> **Dataset rows**:
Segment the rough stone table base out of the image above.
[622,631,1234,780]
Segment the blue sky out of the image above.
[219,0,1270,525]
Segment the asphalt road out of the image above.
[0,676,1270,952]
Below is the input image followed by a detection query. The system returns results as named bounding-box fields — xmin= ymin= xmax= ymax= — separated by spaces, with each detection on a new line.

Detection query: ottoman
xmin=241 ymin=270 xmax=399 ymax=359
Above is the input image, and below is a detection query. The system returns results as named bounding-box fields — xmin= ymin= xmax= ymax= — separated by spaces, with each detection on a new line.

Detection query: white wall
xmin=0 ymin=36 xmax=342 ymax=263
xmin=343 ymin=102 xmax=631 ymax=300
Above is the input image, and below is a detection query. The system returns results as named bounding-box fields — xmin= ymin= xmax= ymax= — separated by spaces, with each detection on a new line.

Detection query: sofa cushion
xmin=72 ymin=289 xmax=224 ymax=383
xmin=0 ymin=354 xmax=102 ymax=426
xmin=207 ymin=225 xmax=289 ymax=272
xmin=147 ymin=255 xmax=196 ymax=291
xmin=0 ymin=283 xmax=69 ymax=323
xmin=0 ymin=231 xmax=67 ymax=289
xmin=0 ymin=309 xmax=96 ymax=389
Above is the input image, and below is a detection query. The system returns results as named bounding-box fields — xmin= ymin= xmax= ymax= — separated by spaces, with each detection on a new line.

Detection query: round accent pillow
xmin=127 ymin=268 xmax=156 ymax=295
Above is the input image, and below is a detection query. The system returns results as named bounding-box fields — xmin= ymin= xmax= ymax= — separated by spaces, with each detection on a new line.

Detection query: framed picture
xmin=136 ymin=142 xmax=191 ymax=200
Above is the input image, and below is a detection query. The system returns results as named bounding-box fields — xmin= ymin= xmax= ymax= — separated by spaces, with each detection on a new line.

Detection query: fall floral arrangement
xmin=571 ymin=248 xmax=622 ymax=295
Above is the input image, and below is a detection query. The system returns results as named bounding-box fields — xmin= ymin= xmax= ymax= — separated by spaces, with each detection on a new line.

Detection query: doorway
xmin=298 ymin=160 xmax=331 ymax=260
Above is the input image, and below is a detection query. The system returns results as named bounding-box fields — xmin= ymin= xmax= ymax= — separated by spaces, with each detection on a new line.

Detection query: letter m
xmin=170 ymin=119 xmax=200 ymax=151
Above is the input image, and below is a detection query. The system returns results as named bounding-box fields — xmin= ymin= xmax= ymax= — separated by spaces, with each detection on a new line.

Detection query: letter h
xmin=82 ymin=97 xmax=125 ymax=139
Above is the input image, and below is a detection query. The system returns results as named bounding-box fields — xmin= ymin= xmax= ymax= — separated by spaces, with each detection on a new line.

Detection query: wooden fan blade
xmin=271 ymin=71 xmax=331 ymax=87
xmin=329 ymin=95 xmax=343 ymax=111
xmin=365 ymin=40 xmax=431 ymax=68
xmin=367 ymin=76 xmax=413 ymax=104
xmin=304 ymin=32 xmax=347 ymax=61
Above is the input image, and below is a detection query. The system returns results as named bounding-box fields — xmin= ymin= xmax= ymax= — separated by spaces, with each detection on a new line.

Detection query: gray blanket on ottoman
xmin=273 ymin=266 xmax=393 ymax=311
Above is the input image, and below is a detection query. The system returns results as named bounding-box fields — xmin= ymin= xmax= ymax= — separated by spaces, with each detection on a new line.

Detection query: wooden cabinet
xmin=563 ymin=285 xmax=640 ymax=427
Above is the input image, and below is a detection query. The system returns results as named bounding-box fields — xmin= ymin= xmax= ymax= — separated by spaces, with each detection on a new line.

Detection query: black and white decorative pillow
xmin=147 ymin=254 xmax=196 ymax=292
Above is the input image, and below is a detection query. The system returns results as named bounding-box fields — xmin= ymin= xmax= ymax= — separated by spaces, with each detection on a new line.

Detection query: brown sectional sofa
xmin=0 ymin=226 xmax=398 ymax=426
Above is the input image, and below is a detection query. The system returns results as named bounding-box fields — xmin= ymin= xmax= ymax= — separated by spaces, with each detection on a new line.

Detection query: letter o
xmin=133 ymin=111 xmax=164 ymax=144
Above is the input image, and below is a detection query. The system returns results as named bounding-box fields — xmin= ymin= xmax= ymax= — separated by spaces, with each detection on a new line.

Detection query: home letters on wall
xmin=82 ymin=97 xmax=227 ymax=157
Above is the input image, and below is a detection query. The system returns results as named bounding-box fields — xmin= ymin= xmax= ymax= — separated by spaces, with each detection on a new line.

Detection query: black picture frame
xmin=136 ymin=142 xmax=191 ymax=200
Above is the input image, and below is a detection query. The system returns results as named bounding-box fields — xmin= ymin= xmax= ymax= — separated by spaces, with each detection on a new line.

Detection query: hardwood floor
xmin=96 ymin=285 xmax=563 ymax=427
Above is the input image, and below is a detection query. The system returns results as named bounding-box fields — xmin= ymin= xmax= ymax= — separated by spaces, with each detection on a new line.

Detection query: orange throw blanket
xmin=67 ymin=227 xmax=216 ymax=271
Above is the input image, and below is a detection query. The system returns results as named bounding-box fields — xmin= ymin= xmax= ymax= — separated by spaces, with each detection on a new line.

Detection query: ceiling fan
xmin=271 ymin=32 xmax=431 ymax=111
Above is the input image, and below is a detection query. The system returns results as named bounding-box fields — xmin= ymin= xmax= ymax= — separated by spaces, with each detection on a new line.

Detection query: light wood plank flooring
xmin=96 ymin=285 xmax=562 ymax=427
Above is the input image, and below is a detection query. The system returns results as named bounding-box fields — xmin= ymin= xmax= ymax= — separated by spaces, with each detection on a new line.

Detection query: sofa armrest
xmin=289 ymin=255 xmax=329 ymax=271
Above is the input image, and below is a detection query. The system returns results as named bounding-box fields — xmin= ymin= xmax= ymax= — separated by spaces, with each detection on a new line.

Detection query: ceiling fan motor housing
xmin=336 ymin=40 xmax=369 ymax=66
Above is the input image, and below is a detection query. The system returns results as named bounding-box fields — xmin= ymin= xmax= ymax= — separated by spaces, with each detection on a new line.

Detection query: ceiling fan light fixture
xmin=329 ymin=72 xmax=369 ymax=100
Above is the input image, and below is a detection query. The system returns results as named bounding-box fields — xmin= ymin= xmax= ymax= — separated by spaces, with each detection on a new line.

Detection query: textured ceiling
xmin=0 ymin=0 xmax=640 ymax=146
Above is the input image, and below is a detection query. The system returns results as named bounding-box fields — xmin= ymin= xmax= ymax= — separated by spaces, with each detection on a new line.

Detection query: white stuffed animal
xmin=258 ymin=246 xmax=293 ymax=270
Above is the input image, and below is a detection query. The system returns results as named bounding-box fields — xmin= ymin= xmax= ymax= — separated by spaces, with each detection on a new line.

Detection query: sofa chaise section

> **What you will do**: Starting at the top of the data and stopping after the line that contains "[0,676,1270,952]", put those lines into a numbered list, leaving out any blank lines.

> **Answer to this problem**:
1. Segment the rough stone table base out of the image above.
2. [622,631,1234,780]
3. Segment the blue sky out of the image above.
4. [219,0,1270,525]
5. Segment the asphalt road out of the image above.
6. [0,676,1270,952]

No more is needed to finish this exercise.